» WHAT TO PRODUCE
Copy the items below, replacing "innermost point" with "most central point" throughout and leaving everything else unchanged.

» THE INPUT
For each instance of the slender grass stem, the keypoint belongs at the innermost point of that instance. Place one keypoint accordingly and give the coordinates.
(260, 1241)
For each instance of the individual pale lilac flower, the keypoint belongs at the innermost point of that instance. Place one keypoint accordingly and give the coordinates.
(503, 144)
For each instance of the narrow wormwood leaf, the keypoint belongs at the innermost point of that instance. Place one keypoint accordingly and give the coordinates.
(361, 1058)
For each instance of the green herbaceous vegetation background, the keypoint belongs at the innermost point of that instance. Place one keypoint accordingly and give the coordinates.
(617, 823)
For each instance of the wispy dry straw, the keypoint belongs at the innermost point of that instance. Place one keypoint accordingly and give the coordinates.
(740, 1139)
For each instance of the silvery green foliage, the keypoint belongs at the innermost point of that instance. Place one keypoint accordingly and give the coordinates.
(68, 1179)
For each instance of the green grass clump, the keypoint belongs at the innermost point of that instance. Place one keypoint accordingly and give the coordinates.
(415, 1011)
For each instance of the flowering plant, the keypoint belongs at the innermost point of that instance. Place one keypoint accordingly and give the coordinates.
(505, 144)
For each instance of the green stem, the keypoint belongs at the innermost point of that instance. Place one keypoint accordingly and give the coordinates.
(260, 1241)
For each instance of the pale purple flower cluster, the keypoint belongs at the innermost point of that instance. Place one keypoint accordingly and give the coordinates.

» REPLY
For each instance of the slender grass stem, the keypoint belongs at the most central point of that instance. Place one keypoint accordingly and give the coordinates.
(260, 1241)
For each instance of the individual pale lilac flower, the keypoint belongs at the most central point of that instance. Place one keypoint accordingly and give the coordinates.
(503, 144)
For each instance of the narrow wormwood leaf, the keypoint belongs at the most central point of that instance. Place one keypoint accordingly and give the coordinates.
(361, 1058)
For each instance of the green herbaceous vegetation background, the keypoint belongs at the most central point of that instance. Place one keypoint accordingly and give the coordinates.
(617, 823)
For each instance of the wispy dry straw, the keypoint belongs at the most central point of that instance. Place one keypoint accordingly and give the coordinates.
(740, 1139)
For each instance of the silvery green foliage, the keypoint belongs at the most central point of that instance. Place one keypoint accordingly and give the coordinates.
(68, 1179)
For each instance of the green grass clump, the keypoint belongs at the most central point of that instance. Place one keypoint accordingly and give the coordinates.
(415, 1011)
For each instance of the flowering plant, the keypoint belongs at the most central point of that instance. Place one keypoint accordingly and give the coordinates.
(505, 144)
For each instance of the green stem, the keypoint belongs at the most central point of that instance. Place one keypoint accordingly and give the coordinates.
(260, 1241)
For each instance of the pale purple flower cluster, the keypoint belongs at the most central point of that instance. Place one keypoint accordingly and give the coordinates.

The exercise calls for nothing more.